## [How to complete this task]
Your job is to reproduce all of the data exactly.

((

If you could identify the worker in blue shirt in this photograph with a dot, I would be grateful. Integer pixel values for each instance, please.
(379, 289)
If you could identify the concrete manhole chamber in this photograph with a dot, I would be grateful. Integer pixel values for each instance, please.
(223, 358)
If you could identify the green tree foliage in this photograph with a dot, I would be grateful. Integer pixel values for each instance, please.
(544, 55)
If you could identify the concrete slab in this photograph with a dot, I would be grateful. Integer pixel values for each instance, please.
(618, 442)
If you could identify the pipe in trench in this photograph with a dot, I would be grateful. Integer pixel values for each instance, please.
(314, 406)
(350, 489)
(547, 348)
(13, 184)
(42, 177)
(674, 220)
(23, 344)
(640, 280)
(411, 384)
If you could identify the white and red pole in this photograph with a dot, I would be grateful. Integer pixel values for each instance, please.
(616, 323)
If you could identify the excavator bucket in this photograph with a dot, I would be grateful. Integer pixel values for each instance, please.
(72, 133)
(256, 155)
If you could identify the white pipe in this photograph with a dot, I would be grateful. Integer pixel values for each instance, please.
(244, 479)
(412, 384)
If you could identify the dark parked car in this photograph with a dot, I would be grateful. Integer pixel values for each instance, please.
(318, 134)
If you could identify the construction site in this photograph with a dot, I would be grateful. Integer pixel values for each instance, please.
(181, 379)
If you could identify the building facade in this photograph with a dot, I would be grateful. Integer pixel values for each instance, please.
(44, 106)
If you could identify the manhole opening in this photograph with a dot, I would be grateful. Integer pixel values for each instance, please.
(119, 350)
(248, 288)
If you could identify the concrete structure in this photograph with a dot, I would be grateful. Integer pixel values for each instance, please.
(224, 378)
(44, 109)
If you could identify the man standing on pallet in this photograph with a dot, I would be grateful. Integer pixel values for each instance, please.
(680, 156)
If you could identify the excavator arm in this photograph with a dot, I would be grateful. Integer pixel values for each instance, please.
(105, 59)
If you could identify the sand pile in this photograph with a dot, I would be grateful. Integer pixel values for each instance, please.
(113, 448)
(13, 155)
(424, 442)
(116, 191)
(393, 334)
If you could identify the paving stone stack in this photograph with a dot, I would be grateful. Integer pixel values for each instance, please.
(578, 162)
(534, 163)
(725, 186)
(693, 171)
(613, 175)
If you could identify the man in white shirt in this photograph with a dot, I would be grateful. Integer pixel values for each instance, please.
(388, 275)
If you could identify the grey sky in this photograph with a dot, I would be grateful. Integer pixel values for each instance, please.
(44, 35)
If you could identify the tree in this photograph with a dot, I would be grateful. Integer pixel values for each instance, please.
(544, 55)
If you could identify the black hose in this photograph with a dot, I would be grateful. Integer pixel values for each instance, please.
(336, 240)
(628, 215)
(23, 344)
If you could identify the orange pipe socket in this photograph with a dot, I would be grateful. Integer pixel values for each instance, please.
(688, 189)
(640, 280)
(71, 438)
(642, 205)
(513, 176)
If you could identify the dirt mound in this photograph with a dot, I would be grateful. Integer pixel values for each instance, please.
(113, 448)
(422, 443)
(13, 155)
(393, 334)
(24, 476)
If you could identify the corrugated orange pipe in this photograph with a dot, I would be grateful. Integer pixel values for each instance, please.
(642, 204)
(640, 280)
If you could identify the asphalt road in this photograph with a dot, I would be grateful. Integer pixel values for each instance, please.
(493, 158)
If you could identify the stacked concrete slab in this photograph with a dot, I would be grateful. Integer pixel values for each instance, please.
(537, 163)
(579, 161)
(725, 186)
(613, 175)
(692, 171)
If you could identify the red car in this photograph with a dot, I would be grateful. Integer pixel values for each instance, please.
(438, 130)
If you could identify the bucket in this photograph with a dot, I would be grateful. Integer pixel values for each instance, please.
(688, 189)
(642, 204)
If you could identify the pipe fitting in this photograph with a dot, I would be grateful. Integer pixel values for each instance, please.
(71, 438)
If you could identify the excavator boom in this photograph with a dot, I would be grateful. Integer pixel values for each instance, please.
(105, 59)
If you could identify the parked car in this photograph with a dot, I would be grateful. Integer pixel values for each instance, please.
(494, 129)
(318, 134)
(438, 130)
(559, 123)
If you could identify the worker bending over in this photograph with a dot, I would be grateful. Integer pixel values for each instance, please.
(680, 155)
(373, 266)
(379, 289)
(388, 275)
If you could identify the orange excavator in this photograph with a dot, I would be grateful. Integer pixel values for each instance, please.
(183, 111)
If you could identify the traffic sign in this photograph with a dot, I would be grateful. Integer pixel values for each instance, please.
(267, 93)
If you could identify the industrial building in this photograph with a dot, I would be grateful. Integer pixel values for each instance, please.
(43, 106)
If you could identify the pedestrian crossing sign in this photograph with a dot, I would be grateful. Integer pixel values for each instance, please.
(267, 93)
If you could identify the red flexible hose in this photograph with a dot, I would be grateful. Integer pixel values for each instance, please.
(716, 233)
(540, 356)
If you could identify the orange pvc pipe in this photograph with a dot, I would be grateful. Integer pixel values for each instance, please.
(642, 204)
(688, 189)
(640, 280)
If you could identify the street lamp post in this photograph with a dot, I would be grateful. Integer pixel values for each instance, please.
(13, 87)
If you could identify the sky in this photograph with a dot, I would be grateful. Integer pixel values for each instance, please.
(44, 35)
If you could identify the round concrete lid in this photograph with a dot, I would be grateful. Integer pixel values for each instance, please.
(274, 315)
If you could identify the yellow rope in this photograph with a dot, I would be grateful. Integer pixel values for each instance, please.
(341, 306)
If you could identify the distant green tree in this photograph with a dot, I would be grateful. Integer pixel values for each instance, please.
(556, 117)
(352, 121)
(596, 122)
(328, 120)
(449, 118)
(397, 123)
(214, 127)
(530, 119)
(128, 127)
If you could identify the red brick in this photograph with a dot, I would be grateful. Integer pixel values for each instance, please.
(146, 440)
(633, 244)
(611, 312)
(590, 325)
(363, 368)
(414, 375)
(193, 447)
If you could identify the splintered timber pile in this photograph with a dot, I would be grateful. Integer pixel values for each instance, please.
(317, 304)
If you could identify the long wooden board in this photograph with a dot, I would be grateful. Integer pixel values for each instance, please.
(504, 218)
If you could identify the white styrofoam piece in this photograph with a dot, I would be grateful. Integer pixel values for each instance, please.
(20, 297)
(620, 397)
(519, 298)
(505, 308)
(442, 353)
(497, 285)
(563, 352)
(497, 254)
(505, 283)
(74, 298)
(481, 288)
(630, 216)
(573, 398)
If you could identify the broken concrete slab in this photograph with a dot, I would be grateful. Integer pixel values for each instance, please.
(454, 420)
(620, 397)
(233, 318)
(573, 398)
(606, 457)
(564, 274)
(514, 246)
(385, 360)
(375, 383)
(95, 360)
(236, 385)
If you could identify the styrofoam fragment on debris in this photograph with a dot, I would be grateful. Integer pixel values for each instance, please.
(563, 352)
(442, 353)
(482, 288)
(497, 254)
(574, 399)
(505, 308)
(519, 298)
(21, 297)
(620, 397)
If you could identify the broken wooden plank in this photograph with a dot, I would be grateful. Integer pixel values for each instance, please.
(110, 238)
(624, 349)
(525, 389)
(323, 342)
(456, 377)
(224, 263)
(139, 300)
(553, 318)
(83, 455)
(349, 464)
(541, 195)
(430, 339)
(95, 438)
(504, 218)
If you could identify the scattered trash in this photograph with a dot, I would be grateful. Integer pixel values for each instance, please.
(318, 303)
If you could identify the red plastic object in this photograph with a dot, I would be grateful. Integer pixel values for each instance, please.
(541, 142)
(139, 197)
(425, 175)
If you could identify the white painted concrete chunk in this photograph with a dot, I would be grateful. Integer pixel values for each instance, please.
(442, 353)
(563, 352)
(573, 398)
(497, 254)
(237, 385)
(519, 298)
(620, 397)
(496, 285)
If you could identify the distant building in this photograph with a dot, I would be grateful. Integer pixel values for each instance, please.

))

## [The completed task]
If you could identify the worker in blue shirt in this photograph with a dot, I would be grateful. Integer pixel values for each instance, please.
(379, 289)
If you could identify the concrete manhole chamber in this photograph with a dot, I would be grateful. Integer pixel values for each instance, please.
(223, 358)
If you could identify the green tree foliage in this photograph with a dot, I would be grateful. Integer pixel values for each instance, please.
(544, 55)
If you could identify the concrete slab in this photograph with a dot, I would be grateful. Integer pixel values for each instance, please.
(618, 442)
If you could identify the pipe in trench in this photograph with a dot, I would be grateful. Integer pixel values for each instance, please.
(314, 406)
(350, 489)
(547, 348)
(13, 184)
(42, 177)
(674, 220)
(23, 344)
(640, 280)
(411, 384)
If you could identify the white and red pole in this photograph with a dot, I would be grateful. Integer pixel values for each instance, please.
(616, 323)
If you could identify the excavator bucket in this photograph with a dot, I would be grateful. Integer pixel values for each instance, please.
(72, 133)
(256, 155)
If you could identify the white pipe in this photograph with a dot, I would be grateful. Integer pixel values for each instance, please.
(244, 479)
(412, 384)
If you could identify the dark parked car in this photograph with a dot, I would be grateful. Integer pixel values for each instance, please.
(318, 134)
If you could identify the construction site in this photograph with a dot, I would be grateful. Integer pixel values for each instance, please.
(181, 379)
If you could identify the building facade in this photograph with a dot, I would be grateful. Integer pixel values for each instance, please.
(44, 106)
If you could identify the manhole opening in this photograph with a dot, I would be grateful. Integer pixel values for each instance, please.
(119, 350)
(248, 288)
If you could identify the concrete structure in this photograph with a dot, I would be grateful. Integer pixel values for each instance, please.
(224, 378)
(44, 109)
If you could identify the man standing on pallet in this photograph with a dot, I would be grateful. Integer pixel values for each instance, please.
(680, 156)
If you could identify the excavator arm in this photograph with a dot, I would be grateful. Integer pixel values for each instance, please.
(105, 59)
If you could identify the sand pile in this photograph with a dot, I would be grateful. Integer pixel values for each instance, please.
(113, 448)
(13, 155)
(424, 442)
(116, 191)
(393, 334)
If you could identify the paving stone stack in this photograph with a dot, I would be grateful. Integer pixel values for each instance, please.
(578, 162)
(534, 163)
(725, 186)
(693, 171)
(613, 175)
If you could identify the man in white shirt in this photograph with a dot, I would be grateful. Integer pixel values for each instance, please.
(388, 275)
If you could identify the grey sky in this photograph with a dot, I would be grateful. Integer pixel values for each instance, please.
(44, 35)
If you could identify the tree in this photograph with a dot, I would be grateful. Integer pixel values for each instance, please.
(544, 55)
If you could identify the black hose in this photograph with a dot, I would be grateful. Integer pixel values for each instance, please.
(336, 240)
(628, 215)
(23, 344)
If you could identify the orange pipe socket in this photograph with a dot, I would be grateful. Integer pixel values for each instance, please.
(688, 189)
(640, 280)
(71, 438)
(642, 205)
(513, 176)
If you could identify the dirt mound in this photograph with a dot, I would be grateful. Integer pixel values for each instance, please.
(113, 448)
(422, 443)
(13, 155)
(393, 334)
(24, 476)
If you could identify the corrugated orange pipe in this photograph with a dot, I would be grateful. Integer pixel values for each instance, please.
(642, 204)
(640, 280)
If you could identify the asphalt road in this photograph with a dot, I would be grateful. Integer pixel values for each instance, please.
(493, 158)
If you could identify the stacked concrete slab in this photograph with a dot, I would be grateful. Integer pixel values for each instance, please.
(537, 163)
(579, 161)
(725, 186)
(613, 175)
(692, 171)
If you could identify the red car in this photograph with a dot, I would be grateful. Integer pixel values for each instance, please.
(438, 130)
If you could identify the bucket in this photograph with a dot, I would be grateful. Integer pixel values for each instance, please.
(688, 189)
(642, 204)
If you could identify the pipe fitting in this photograph with a dot, I would be grateful. Integer pixel values for each instance, please.
(71, 438)
If you could identify the excavator boom in this photograph with a dot, I would be grateful. Integer pixel values for each instance, please.
(105, 59)
If you could identify the parked car in this photograph with a dot, I would be grateful. Integer pixel values for each instance, please.
(494, 129)
(318, 134)
(438, 130)
(559, 123)
If you could identify the worker bending over in this photograph with a dot, I would be grateful. Integer pixel values for each instance, please.
(680, 155)
(373, 266)
(379, 289)
(388, 275)
If you could identify the orange excavator in this photograph with a dot, I would be grateful. Integer pixel values for each instance, please.
(183, 111)
If you could identify the traffic sign in this photograph with a dot, I would be grateful. Integer pixel values for each instance, please.
(267, 93)
If you could identify the industrial building in this photograph with a dot, I would be grateful. Integer pixel values for each instance, please.
(43, 106)
If you could identify the pedestrian crossing sign in this photograph with a dot, I would be grateful. Integer pixel values for each instance, please.
(267, 93)
If you could identify the red flexible hose in this photograph with a dot, I would be grateful. Integer pixel values for each instance, please.
(716, 233)
(540, 356)
If you could identify the orange pvc pipe in this photograph with a dot, I would be grateful. Integer pixel values for each instance, please.
(642, 204)
(688, 189)
(640, 280)
If you could identify the street lamp post in this photograph with a dot, I would be grateful. Integer pixel values for each instance, please.
(13, 87)
If you could identify the sky in this photograph with a dot, I would be grateful. Integer pixel values for each instance, please.
(44, 35)
If you could identify the round concrete lid in this photograph with a dot, I would be grateful. Integer pixel values for each instance, please.
(274, 315)
If you could identify the yellow rope in this photograph with a dot, I would be grateful. Integer pixel values for each instance, please.
(341, 306)
If you could identify the distant green tree in this photograph with a dot, I would be grateful. Integer pixel values for each instance, please.
(556, 117)
(352, 121)
(596, 122)
(328, 120)
(449, 118)
(397, 123)
(214, 127)
(530, 119)
(128, 127)
If you could identify the red brick in this photograph with a dot, I would be grateful. Integer pixel values for each instance, please.
(146, 440)
(633, 244)
(611, 312)
(590, 325)
(363, 368)
(414, 375)
(193, 447)
If you could identify the splintered timber pile in this photograph with a dot, I would be grateful. Integer pixel values for each instance, please.
(317, 304)
If you could identify the long wooden board in this photograph with a dot, I would be grateful. Integer pixel values for each instance, please.
(504, 218)
If you could identify the white styrofoam piece in this photograph with a dot, I would be grateful. Integer pixel values for each instance, please.
(20, 297)
(620, 397)
(519, 298)
(505, 308)
(442, 353)
(497, 285)
(563, 352)
(497, 254)
(505, 283)
(74, 298)
(481, 288)
(630, 216)
(573, 398)
If you could identify the broken concrete slab in this photograph with a dot, I would be grateful. Integer pixel values for each instance, please.
(454, 420)
(620, 397)
(233, 318)
(573, 398)
(606, 457)
(564, 274)
(514, 246)
(385, 360)
(375, 383)
(95, 360)
(236, 385)
If you could identify the styrofoam fragment on debris in this photograph with a dot, I would be grateful. Integer pixel values for each instance, please.
(563, 352)
(442, 353)
(482, 288)
(497, 254)
(574, 399)
(505, 308)
(519, 298)
(21, 297)
(620, 397)
If you could identify the broken wooden plank in this photograph with a dot, I would be grateful. Integer pixel values for each instance, please.
(110, 238)
(624, 349)
(525, 389)
(323, 342)
(456, 377)
(224, 263)
(139, 300)
(553, 318)
(83, 455)
(349, 464)
(541, 195)
(430, 339)
(95, 438)
(504, 218)
If you could identify the scattered trash in this photograph with a dot, I would be grateful. Integer pixel values for each instance, please.
(318, 303)
If you could identify the red plastic object in this photograph with a dot, I would be grateful. Integer pixel values for each instance, please.
(541, 142)
(139, 197)
(425, 175)
If you could identify the white painted concrete chunk in this photograph with a dot, I would be grateful. Integer pixel values for each instance, please.
(442, 353)
(563, 352)
(573, 398)
(497, 254)
(237, 385)
(519, 298)
(620, 397)
(496, 285)
If you could identify the distant building in this photograph with a dot, I would be grateful. Integer pixel values for each instance, please.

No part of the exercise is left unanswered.